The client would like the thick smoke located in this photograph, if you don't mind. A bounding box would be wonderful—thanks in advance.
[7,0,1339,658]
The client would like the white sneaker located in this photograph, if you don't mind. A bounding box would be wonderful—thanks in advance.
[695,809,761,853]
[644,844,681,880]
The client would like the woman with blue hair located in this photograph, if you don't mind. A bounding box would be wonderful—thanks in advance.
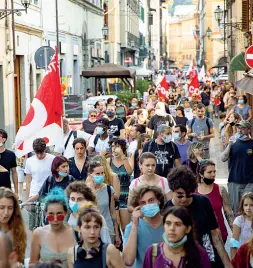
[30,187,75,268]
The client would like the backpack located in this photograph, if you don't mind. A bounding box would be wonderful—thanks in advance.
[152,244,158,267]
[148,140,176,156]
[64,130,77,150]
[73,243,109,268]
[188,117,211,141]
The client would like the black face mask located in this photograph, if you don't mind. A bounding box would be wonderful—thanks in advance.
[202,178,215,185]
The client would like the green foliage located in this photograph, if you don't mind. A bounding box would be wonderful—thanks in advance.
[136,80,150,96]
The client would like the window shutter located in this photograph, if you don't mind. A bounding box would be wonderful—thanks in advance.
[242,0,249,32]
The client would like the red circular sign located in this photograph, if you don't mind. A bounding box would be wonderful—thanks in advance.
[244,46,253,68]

...

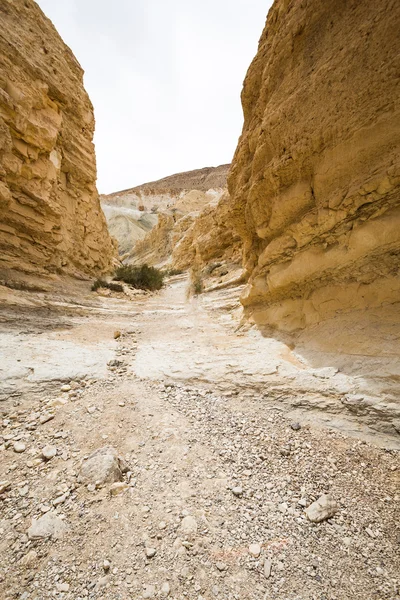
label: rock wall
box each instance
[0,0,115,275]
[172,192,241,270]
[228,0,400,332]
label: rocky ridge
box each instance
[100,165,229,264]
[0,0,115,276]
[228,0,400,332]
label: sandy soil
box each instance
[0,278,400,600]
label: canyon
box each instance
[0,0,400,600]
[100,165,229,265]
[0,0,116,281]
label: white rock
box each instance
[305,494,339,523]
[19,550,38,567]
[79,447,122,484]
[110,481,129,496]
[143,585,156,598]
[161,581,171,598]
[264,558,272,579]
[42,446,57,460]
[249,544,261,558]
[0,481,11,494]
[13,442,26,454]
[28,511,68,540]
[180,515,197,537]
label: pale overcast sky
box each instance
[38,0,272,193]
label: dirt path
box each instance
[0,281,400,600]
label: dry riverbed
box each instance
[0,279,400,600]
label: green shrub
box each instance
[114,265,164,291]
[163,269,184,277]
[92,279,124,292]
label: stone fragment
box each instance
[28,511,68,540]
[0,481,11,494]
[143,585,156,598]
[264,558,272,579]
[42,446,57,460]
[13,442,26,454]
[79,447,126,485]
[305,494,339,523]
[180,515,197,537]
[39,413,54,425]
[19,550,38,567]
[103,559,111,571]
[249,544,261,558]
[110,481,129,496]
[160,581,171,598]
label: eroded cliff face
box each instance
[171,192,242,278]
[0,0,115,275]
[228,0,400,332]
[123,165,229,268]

--

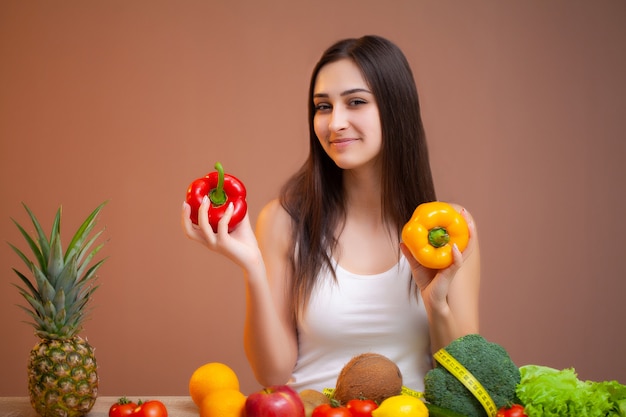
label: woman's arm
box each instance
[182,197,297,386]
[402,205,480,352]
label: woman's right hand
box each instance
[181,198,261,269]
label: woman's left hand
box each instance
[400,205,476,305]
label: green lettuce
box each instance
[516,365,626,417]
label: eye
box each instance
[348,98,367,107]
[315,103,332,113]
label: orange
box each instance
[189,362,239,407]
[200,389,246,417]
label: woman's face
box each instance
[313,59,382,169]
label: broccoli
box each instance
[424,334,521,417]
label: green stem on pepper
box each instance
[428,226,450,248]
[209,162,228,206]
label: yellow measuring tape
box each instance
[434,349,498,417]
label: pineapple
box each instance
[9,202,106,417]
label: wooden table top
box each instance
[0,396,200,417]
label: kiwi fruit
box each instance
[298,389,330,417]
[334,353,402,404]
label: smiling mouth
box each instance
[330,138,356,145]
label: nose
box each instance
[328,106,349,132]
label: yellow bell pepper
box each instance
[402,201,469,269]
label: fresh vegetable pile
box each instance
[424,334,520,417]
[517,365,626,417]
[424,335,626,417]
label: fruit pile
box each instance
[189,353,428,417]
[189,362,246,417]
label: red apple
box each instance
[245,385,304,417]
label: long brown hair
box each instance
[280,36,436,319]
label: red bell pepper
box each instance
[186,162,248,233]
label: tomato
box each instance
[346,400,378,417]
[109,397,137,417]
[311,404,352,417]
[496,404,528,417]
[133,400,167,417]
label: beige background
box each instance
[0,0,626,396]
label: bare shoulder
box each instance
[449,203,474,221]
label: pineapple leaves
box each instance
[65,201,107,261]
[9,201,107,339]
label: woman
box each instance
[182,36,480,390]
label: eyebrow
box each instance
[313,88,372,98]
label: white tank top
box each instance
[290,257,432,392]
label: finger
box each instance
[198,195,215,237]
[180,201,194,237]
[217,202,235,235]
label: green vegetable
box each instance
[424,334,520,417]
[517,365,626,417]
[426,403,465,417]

§ **GIVEN EXERCISE**:
Arrange the records from the line containing "The client would like the thick" through the line containing "[242,0,249,32]", both included, as a Markdown table with the columns No and Entry. Put one line per row, leave out blank lines, and keep the pictures out of the table.

§ **THE RESULT**:
| No | Entry |
|---|---|
| 1 | The client would like the thick smoke located in this photograph, if you don't mind. A bounding box would be wonderful—thanks in advance. |
| 2 | [7,0,1339,658] |
| 3 | The client would like the white sneaker located in this photograph, if you don't mind. A bounding box would be wonderful—thanks in advance. |
| 4 | [695,809,761,853] |
| 5 | [644,844,681,880] |
| 6 | The client would like the woman with blue hair located in this photograph, if you don't mind. A bounding box would be wonderful—thanks in advance. |
| 7 | [30,187,75,268] |
| 8 | The client would like the backpack located in this photograph, if you don't mind. A bounding box would be wonderful—thanks in advance. |
| 9 | [152,244,158,267] |
| 10 | [148,140,176,156] |
| 11 | [64,130,77,150] |
| 12 | [73,243,109,268] |
| 13 | [188,117,211,141] |
| 14 | The client would like the black face mask located in this photograph, if you don't mind. A bounding box would be wonderful—thanks in advance. |
| 15 | [202,178,215,185] |
| 16 | The client would like the green foliage located in this photograph, if you don't mind. A bounding box would be wonderful—thanks in advance. |
| 17 | [136,80,150,96] |
| 18 | The client would like the window shutter located in this photograph, if you don't mind. A bounding box would be wonderful—thanks in advance. |
| 19 | [242,0,249,32] |